### EXERCISE PROMPT
Answer these questions from the Tinman agents page below:
(a) How many autonomous agents does Tinman use for failure research?
(b) What are the outputs of the ExperimentExecutor?
(c) Which class do all agents inherit from?

### READING PASSAGE

# # # # # # #

Agents¶
This document provides complete documentation for each autonomous agent in Tinman's research system.
Table of Contents¶
- Overview
- BaseAgent Framework
- HypothesisEngine
- ExperimentArchitect
- ExperimentExecutor
- FailureDiscoveryAgent
- InterventionEngine
- SimulationEngine
- Agent Orchestration
Overview¶
Tinman uses six autonomous agents that work together to conduct failure research:
┌─────────────────────────────────────────────────────────────────┐
│ AGENT PIPELINE │
│ │
│ ┌───────────────┐ ┌───────────────┐ │
│ │ Hypothesis │─────▶│ Experiment │ │
│ │ Engine │ │ Architect │ │
│ └───────────────┘ └───────┬───────┘ │
│ │ │
│ ▼ │
│ ┌───────────────┐ │
│ │ Experiment │ │
│ │ Executor │ │
│ └───────┬───────┘ │
│ │ │
│ ▼ │
│ ┌───────────────┐ │
│ │ Failure │ │
│ │ Discovery │ │
│ └───────┬───────┘ │
│ │ │
│ ▼ │
│ ┌───────────────┐ ┌───────────────┐ │
│ │ Simulation │◀─────│ Intervention │ │
│ │ Engine │ │ Engine │ │
│ └───────────────┘ └───────────────┘ │
│ │
└─────────────────────────────────────────────────────────────────┘
Agent Summary¶
| Agent | Purpose | Inputs | Outputs |
|---|---|---|---|
| HypothesisEngine | Generate failure hypotheses | Observations, prior failures | Hypotheses |
| ExperimentArchitect | Design experiments | Hypotheses | Experiment designs |
| ExperimentExecutor | Run experiments | Experiment designs | Experiment results |
| FailureDiscoveryAgent | Classify failures | Experiment results | Discovered failures |
| InterventionEngine | Design fixes | Discovered failures | Interventions |
| SimulationEngine | Validate fixes | Interventions | Simulation results |
BaseAgent Framework¶
All agents inherit from BaseAgent, which provides common functionality.

# # # # # # #

### DATA FOR ANALYSIS
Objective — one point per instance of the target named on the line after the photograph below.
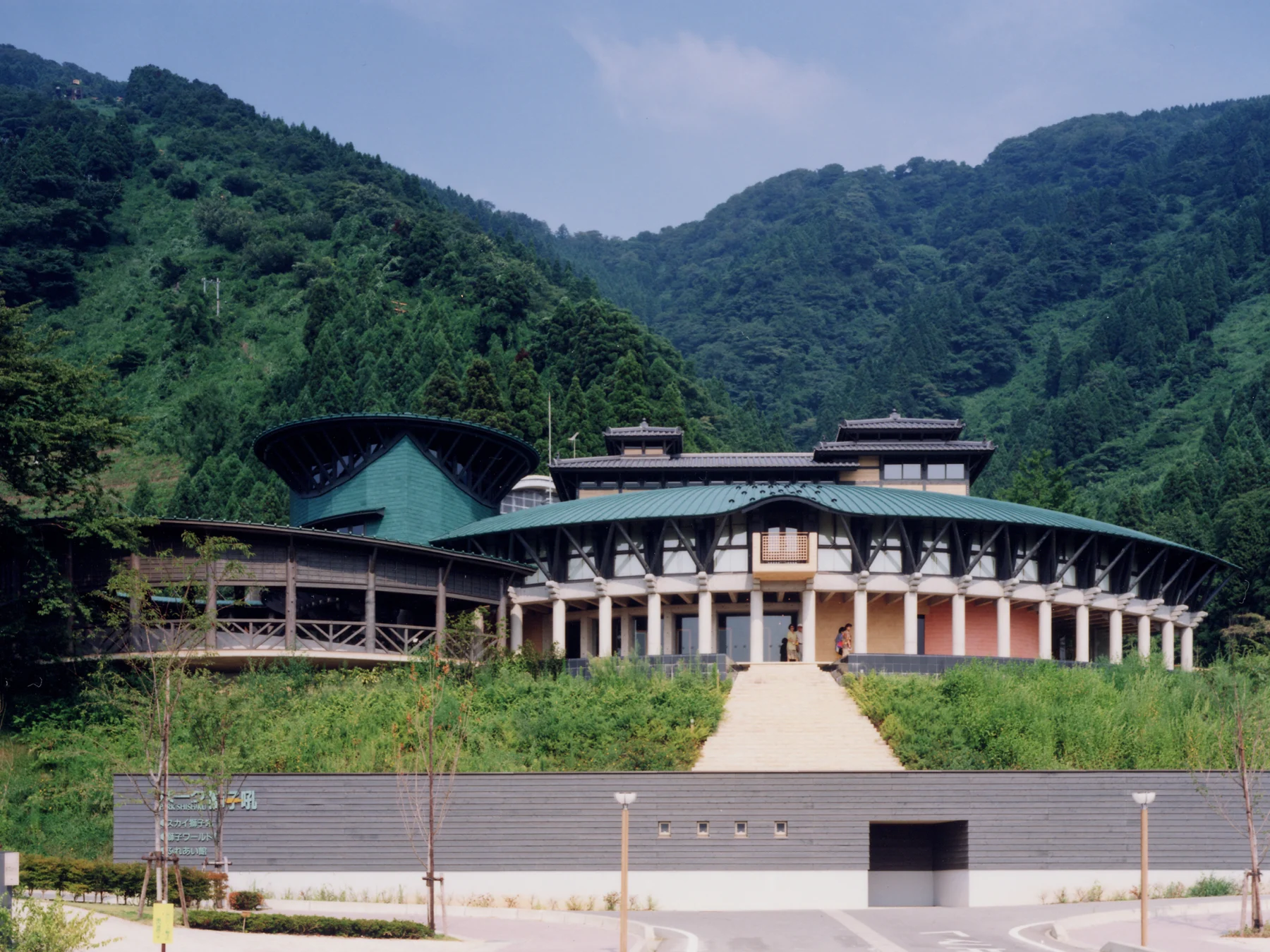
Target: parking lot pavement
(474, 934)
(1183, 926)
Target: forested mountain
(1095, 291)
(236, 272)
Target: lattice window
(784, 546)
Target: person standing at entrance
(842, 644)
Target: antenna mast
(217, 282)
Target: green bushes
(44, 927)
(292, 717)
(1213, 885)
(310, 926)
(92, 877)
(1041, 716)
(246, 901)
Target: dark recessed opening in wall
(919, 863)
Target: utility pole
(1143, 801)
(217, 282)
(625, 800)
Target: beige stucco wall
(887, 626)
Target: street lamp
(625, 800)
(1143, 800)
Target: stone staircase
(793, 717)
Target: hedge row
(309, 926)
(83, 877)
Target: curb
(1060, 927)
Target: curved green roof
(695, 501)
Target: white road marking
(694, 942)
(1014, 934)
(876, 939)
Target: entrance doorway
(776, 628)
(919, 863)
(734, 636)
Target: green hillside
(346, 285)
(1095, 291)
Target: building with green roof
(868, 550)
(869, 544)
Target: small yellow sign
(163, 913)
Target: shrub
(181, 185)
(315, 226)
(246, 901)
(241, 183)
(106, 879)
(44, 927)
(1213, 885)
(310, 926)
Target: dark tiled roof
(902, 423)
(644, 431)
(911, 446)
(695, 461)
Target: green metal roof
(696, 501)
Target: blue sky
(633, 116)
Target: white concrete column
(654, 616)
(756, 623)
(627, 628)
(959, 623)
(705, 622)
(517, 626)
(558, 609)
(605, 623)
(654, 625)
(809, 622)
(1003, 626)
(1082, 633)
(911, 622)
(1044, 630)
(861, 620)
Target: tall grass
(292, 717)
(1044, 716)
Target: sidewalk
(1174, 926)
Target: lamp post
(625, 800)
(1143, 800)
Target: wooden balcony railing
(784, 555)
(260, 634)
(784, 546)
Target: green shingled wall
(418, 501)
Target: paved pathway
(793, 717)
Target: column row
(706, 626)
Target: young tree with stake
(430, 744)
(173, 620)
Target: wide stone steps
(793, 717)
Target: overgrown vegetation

# # # # # # #

### SOLVED PROBLEM
(a) Six.
(b) Experiment results.
(c) BaseAgent.